• Required task A: List every luminance figure that the HDR mastering text gives for a display's light level.

• Given text:
--- begin ---

I'm not sure what to enter when you master HDR content on an SDR display. That's generally not done since you don't really know what you're looking at.

You could just try using some arbitrary values - it's typical in Hollywood to master on a 1000 nit display using the P3 D65 color space. You could express this in x265 using this:

https://x265.readthedocs.io/en/default/cli.html#cmdoption-master-display

The above example is for a display with a minimum light level of .0001 nits - in practice most content is not mastered that low. .002 is more common.

This may or may not look good - especially if the content looks good on your display in SDR without any LUT applied to map it.

You could also just skip the master-display param - the result would not be HDR10 compliant but may play correctly on some players.

Thanks, looks good! I think I'll try using the primaries of my own display (closer to sRGB) and the luminance values of that display you suggested, or something like that.

TomArrow

29th December 2019, 11:34

I ended up taking the code of the Average filter and committing horrible crimes to it:
https://github.com/TomArrow/MaxCLLFindAVS

Result is an AVS+ filter that kinda does what I needed, analyzing MaxFALL and MaxCLL of a HDR PQ clip. Read the README for usage, if anyone needs it.

--- end ---

• Record extracts:
--- begin ---

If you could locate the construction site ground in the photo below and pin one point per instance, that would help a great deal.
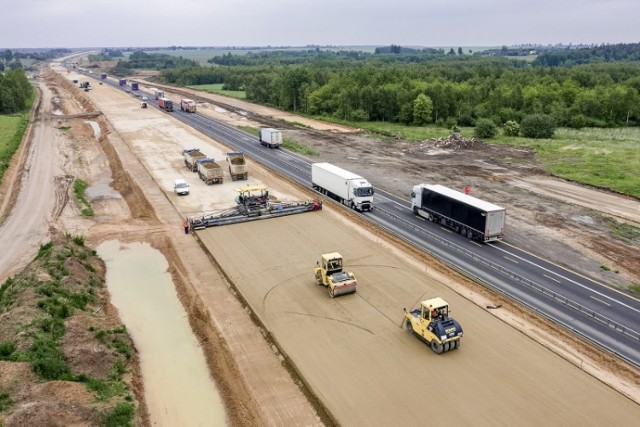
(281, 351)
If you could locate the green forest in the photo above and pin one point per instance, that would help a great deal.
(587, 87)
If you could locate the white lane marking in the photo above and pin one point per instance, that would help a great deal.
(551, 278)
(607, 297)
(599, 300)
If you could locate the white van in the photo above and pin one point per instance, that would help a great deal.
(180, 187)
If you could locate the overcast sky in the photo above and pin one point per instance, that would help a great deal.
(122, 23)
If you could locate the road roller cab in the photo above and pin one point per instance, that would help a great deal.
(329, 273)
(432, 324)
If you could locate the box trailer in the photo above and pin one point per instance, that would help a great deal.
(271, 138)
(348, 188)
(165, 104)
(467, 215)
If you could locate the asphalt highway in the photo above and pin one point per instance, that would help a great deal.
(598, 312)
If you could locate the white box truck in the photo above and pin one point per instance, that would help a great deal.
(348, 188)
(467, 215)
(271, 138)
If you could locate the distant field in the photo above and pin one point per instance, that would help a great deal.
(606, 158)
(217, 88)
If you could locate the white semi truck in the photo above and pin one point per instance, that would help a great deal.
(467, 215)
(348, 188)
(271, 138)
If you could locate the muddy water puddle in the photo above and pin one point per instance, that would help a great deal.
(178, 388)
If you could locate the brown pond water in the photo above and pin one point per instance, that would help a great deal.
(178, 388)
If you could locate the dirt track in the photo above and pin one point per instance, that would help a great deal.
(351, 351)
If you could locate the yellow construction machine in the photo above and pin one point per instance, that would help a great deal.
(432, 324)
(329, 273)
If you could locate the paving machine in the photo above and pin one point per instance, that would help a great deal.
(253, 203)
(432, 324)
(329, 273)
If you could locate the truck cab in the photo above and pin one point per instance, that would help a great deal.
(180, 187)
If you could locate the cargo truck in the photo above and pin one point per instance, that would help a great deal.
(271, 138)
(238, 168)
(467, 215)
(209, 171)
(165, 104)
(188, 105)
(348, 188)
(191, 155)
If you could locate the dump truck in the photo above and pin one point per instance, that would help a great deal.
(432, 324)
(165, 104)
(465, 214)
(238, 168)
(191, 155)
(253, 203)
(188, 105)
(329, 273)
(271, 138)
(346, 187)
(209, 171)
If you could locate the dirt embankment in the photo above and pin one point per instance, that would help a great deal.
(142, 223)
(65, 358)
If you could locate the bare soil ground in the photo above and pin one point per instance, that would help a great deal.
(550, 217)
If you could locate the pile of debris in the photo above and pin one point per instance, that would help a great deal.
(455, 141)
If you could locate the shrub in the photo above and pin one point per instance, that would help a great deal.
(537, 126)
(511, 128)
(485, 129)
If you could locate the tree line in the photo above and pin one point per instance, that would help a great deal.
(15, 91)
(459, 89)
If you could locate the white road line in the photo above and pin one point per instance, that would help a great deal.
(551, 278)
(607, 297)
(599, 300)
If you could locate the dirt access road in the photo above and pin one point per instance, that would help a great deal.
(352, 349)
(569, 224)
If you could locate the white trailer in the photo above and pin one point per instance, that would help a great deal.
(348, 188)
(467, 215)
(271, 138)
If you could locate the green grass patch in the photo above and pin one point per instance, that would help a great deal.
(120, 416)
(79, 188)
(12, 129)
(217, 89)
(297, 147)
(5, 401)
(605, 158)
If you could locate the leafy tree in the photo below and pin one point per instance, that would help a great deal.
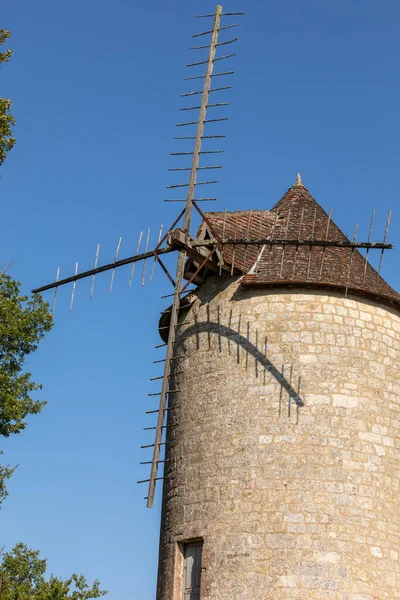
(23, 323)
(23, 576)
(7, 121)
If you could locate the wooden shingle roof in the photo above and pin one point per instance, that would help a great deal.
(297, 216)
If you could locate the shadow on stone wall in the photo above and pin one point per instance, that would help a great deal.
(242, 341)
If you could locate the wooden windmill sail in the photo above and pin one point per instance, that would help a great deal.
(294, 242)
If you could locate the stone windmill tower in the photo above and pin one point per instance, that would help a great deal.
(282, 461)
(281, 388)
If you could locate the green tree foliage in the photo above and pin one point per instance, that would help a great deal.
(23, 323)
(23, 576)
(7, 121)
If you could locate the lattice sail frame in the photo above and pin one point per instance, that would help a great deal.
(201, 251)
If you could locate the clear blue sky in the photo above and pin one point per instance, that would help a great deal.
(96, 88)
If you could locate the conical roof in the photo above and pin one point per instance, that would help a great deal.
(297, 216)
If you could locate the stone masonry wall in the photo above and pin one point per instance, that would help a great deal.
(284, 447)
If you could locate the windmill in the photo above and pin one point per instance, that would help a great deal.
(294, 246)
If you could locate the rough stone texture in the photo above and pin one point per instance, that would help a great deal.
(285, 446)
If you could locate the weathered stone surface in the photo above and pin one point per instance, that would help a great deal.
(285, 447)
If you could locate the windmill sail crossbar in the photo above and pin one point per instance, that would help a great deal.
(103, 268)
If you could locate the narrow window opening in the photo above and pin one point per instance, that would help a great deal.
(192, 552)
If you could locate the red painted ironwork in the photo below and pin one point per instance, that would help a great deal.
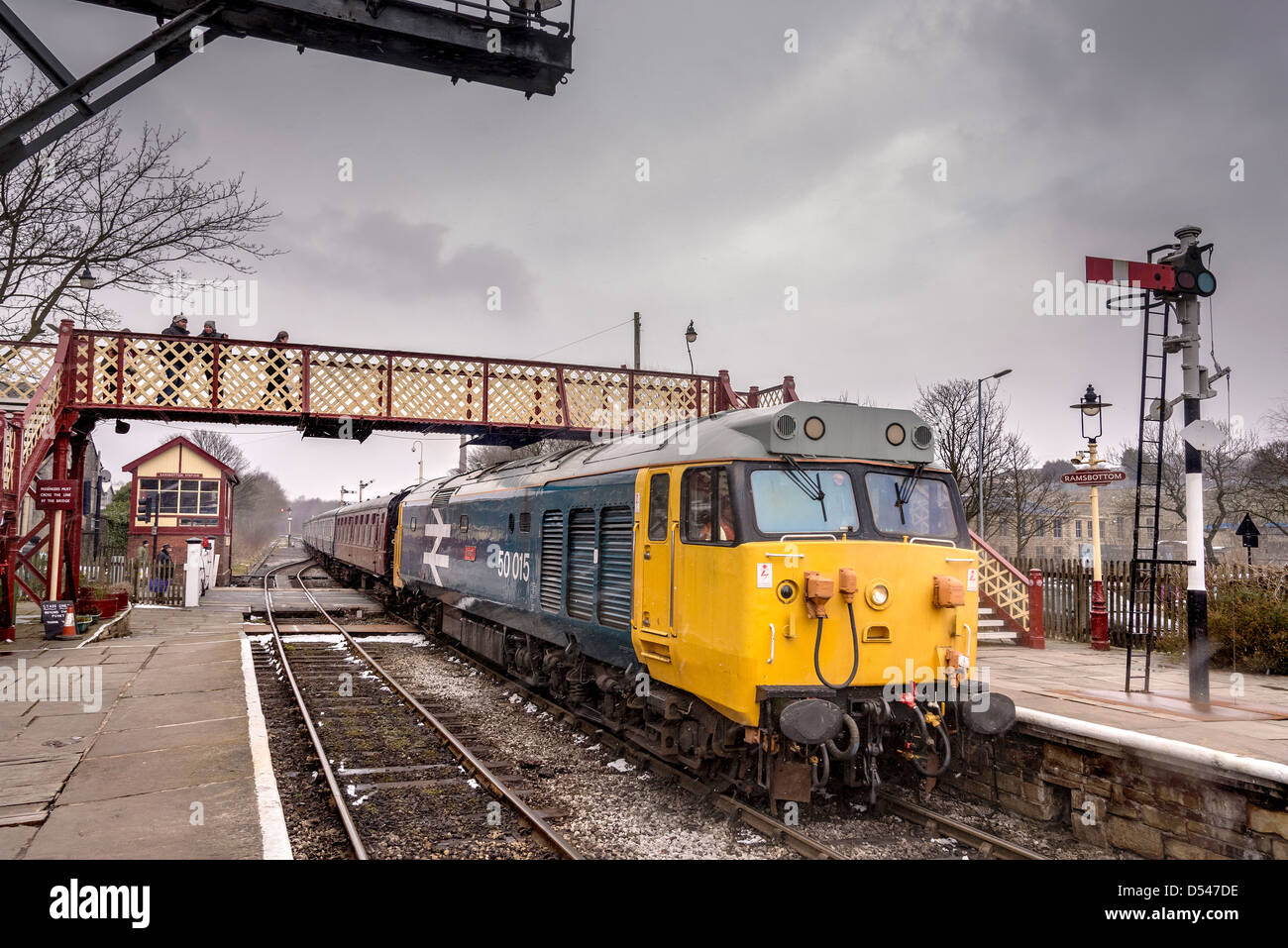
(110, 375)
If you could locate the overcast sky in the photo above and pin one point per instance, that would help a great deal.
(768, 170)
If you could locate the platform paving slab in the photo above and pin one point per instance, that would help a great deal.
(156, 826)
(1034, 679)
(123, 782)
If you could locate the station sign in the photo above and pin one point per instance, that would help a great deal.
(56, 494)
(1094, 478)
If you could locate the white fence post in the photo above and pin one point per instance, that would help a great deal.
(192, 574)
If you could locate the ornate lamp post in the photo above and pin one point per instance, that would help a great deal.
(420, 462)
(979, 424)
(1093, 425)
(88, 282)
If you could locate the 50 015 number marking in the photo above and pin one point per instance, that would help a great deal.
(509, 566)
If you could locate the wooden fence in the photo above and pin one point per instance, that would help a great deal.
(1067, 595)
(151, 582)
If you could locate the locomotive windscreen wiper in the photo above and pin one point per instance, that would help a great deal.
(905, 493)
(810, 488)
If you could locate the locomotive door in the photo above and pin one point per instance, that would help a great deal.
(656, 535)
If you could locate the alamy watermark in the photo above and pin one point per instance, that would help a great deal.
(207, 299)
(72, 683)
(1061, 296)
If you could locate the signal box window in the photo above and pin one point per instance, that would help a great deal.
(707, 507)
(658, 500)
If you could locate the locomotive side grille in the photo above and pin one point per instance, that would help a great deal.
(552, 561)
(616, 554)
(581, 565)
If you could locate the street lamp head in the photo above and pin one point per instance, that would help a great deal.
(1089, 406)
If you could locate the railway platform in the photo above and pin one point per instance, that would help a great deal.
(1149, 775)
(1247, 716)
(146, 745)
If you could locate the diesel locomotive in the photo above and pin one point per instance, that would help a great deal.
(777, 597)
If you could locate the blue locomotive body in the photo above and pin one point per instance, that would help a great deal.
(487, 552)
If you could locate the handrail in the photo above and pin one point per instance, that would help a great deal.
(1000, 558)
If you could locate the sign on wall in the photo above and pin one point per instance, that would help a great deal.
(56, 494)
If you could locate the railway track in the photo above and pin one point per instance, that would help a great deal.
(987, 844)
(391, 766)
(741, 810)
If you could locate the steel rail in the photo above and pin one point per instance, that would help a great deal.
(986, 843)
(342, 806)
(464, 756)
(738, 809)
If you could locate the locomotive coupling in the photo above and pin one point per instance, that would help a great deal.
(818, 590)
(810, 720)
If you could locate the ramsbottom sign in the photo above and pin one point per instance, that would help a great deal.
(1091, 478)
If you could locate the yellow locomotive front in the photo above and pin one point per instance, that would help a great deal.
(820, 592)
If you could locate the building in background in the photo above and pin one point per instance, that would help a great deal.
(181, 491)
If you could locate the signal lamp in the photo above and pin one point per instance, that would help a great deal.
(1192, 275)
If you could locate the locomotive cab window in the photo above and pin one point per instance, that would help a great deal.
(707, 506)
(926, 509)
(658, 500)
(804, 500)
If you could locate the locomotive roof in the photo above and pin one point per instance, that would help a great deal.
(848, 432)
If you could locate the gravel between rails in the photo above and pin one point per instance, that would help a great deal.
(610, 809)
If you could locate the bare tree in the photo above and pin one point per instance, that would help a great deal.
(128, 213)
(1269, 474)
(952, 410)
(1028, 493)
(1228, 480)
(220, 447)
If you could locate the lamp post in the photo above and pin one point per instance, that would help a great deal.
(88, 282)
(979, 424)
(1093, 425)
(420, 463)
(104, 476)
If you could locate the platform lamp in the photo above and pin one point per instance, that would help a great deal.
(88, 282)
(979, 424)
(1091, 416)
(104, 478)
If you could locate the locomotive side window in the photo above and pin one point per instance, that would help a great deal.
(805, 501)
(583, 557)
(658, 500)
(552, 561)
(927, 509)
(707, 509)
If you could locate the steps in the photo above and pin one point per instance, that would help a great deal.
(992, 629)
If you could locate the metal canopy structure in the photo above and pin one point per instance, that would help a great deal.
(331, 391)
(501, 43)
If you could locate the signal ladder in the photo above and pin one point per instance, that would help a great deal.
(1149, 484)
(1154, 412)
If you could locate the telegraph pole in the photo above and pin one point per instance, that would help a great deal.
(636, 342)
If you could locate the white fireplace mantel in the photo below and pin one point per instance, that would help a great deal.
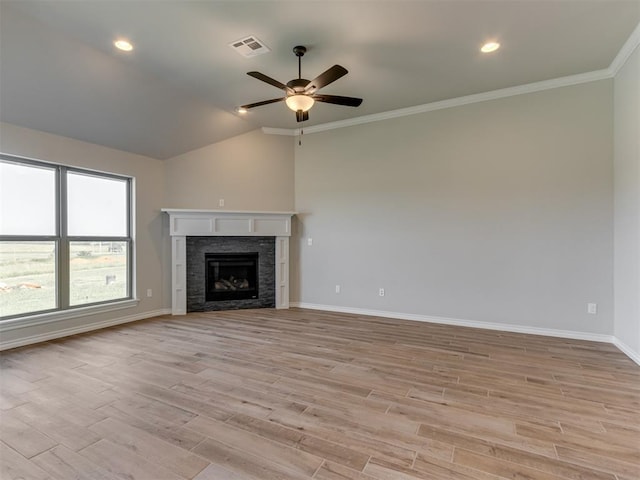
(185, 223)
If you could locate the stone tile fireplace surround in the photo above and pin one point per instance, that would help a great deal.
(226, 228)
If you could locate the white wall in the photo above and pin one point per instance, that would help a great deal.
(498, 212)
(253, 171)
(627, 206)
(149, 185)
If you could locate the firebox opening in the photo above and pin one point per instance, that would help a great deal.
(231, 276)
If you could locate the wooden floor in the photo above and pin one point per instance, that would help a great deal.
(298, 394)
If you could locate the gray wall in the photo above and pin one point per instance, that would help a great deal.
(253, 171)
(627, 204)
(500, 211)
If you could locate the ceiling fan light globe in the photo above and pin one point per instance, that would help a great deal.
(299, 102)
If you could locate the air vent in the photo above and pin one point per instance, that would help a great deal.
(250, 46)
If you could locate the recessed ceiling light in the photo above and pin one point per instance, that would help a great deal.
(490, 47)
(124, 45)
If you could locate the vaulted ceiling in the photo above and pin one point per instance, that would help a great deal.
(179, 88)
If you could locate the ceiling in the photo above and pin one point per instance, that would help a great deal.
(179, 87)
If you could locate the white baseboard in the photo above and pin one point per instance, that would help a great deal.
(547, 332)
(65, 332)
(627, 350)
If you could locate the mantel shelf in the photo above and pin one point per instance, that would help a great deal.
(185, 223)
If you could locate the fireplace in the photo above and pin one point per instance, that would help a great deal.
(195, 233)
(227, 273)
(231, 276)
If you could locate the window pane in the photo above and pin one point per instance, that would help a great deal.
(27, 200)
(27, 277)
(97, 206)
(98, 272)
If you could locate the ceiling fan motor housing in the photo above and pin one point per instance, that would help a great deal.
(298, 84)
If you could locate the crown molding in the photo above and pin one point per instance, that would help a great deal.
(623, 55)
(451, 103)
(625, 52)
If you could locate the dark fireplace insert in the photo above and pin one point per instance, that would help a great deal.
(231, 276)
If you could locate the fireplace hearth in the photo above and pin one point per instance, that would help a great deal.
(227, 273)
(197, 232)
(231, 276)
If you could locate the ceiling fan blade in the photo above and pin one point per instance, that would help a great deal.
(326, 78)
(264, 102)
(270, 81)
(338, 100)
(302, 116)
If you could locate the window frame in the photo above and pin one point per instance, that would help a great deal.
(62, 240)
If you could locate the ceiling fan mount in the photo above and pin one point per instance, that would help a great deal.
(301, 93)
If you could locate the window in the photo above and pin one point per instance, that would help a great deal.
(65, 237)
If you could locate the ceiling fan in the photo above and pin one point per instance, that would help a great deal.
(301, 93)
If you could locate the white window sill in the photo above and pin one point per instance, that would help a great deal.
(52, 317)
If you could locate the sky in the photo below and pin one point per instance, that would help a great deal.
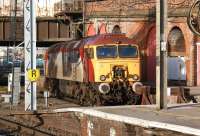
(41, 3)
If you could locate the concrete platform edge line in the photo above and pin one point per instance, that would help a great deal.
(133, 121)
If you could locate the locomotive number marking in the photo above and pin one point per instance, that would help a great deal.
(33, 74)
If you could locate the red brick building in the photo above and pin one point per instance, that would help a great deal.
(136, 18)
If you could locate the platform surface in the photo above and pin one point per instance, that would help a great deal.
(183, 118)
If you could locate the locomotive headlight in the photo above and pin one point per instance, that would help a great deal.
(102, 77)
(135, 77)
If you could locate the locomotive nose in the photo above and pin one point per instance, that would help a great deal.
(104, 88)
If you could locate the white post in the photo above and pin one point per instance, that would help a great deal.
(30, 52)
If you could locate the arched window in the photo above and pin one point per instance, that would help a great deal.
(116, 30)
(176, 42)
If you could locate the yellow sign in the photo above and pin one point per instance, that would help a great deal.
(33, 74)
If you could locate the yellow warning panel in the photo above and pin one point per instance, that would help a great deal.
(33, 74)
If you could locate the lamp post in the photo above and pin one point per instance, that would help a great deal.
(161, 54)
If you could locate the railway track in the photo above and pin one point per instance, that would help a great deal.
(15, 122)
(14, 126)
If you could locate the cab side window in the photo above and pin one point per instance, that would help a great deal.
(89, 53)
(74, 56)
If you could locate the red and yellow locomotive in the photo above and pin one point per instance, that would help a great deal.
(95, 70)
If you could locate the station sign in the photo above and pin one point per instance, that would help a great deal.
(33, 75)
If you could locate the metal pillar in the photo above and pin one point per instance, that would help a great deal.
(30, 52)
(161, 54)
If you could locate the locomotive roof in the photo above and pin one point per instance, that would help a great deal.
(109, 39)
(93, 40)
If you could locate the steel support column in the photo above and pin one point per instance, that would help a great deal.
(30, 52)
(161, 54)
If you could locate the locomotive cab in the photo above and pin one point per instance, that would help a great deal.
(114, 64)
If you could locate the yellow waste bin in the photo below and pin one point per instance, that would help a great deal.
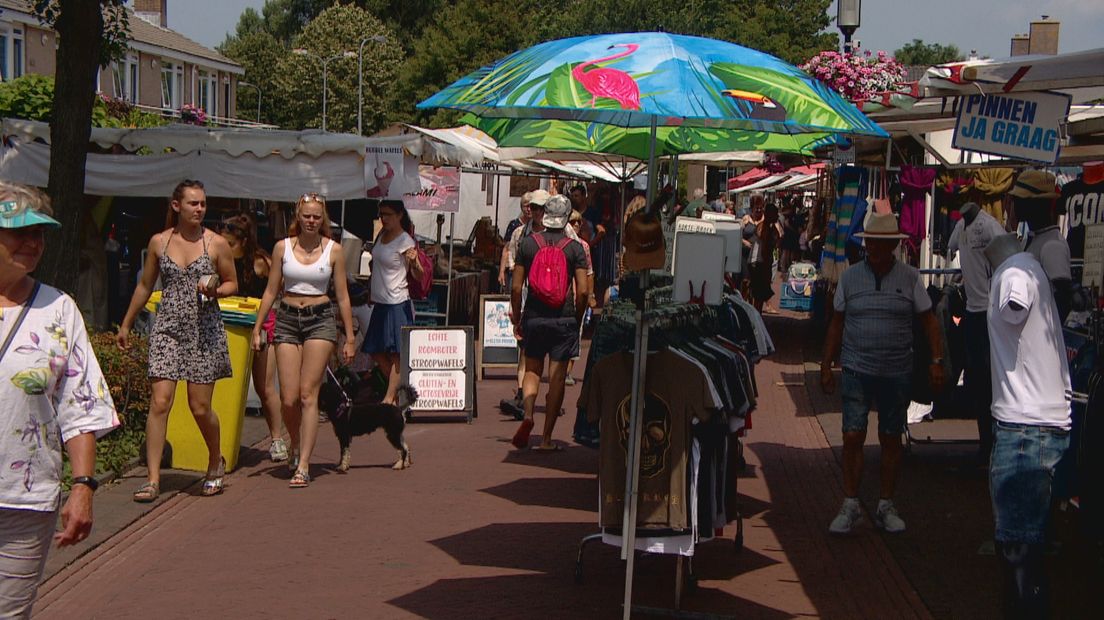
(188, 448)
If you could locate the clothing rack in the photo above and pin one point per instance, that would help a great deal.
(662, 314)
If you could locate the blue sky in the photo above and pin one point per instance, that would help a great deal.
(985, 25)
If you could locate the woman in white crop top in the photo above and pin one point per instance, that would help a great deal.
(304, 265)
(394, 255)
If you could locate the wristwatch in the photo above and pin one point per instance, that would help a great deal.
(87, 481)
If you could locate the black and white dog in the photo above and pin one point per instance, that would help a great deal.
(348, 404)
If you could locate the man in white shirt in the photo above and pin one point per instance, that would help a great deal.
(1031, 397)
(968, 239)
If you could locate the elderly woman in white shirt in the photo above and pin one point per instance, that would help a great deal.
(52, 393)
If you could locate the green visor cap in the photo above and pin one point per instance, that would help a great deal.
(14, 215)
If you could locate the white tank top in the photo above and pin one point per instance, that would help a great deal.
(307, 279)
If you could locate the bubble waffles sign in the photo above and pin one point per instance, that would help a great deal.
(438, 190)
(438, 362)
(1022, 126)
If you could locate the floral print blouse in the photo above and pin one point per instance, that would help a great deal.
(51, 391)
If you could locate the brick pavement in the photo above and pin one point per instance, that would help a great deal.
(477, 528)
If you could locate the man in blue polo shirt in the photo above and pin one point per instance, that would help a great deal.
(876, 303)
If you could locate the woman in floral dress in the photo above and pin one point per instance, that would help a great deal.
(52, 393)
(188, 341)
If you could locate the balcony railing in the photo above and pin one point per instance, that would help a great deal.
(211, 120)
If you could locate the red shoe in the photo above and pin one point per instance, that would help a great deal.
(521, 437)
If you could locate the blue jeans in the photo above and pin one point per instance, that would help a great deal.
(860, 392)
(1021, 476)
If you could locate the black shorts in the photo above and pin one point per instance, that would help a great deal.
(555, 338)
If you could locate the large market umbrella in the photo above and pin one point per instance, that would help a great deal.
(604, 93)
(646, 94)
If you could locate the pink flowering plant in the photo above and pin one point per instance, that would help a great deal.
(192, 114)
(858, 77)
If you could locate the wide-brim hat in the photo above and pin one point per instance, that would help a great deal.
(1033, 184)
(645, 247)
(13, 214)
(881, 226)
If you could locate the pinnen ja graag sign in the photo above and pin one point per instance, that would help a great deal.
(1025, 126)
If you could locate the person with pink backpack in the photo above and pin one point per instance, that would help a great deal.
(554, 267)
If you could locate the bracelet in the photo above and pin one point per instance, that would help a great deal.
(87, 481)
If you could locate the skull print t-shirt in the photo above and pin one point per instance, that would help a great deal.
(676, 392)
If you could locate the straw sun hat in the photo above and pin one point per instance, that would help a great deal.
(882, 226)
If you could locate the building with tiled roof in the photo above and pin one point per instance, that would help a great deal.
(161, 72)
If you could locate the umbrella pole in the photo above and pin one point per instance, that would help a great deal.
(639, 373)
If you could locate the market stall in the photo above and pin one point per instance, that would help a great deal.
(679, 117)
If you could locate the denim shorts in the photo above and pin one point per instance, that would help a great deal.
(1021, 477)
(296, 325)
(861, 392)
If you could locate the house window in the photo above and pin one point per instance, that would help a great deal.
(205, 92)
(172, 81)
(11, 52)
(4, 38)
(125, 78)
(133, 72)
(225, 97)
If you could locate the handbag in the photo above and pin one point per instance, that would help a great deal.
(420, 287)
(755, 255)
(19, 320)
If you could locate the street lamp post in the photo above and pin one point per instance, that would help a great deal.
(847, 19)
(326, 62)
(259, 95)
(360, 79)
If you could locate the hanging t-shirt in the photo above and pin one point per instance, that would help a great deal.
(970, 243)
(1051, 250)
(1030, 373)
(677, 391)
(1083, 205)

--- end ---

• Required task B: Please pick out every line of the entries that contains the word "frame".

• Worked solution A: 1000 nit, .0001 nits, .002

• Worked solution B:
If you could locate the lattice sail frame in the photo above and pin one point per instance, that would help a great deal.
If you could locate the window frame in the photo above and pin one point per instance, that would help a great deal.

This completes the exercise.